**EXERCISE**
Copy the rows verbatim, starting at the line that contains "of the <item>woman</item>" and ending at the line that contains "Target: <item>woman</item>".

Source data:
* Start *

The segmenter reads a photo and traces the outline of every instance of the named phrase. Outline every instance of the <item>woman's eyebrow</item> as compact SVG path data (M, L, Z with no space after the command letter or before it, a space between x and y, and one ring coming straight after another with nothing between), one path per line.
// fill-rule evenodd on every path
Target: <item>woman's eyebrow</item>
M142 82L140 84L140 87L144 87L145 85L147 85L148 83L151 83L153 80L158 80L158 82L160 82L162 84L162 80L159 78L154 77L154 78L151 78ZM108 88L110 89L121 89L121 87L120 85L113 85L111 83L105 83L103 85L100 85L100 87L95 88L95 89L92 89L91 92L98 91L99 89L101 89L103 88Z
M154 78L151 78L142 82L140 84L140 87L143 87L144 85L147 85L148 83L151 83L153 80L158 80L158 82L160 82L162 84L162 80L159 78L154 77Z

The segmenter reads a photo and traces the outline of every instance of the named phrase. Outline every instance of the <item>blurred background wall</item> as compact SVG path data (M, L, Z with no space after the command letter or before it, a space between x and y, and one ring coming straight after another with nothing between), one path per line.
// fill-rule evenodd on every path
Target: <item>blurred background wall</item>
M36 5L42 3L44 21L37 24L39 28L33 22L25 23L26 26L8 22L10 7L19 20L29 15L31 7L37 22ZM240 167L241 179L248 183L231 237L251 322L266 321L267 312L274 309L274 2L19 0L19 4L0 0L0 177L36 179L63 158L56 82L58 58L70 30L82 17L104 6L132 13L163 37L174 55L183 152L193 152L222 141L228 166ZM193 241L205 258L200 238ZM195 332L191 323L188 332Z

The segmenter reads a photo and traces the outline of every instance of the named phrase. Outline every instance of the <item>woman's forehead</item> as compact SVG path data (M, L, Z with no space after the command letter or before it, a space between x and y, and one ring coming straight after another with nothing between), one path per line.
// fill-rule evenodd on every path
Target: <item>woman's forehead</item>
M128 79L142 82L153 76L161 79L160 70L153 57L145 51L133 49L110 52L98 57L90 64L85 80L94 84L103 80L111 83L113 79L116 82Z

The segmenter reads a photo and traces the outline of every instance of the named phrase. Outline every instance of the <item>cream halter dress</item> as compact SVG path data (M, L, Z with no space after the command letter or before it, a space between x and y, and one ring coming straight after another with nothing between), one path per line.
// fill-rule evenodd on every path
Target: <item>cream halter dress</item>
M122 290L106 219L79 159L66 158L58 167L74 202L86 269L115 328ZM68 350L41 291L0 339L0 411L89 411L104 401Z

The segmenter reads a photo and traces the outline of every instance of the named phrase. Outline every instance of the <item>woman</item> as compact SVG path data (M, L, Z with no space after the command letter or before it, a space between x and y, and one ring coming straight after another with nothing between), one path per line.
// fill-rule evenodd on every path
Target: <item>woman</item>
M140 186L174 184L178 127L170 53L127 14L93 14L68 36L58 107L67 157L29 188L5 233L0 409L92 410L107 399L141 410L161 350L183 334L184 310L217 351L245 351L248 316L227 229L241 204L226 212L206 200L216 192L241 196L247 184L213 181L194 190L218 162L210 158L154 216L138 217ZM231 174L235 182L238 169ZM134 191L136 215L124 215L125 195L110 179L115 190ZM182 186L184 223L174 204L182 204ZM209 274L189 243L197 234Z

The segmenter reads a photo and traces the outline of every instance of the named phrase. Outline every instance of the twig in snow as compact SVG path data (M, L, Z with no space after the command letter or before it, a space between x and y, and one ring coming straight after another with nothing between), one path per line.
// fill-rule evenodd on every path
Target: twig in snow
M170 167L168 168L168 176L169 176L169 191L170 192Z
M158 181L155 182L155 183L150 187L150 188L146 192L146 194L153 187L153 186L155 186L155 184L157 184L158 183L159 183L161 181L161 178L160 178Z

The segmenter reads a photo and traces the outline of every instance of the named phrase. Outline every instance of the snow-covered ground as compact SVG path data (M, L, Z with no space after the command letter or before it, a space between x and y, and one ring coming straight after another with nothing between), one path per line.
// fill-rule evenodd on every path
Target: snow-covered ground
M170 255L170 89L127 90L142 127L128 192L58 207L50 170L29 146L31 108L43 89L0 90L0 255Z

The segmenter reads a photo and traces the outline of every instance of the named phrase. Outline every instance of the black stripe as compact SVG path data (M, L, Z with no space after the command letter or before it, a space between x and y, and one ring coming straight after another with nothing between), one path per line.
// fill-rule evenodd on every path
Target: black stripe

* End *

**ANSWER FOR THIS EXERCISE**
The segmenter reads a photo and traces the outline of every instance of the named phrase. Outline every instance of the <item>woman</item> as compact SVG path data (M, L, Z with no space after the command letter or before it, a space between x and y, and one ring coming straight after another with nothing between), one path per line.
// fill-rule evenodd on every path
Target: <item>woman</item>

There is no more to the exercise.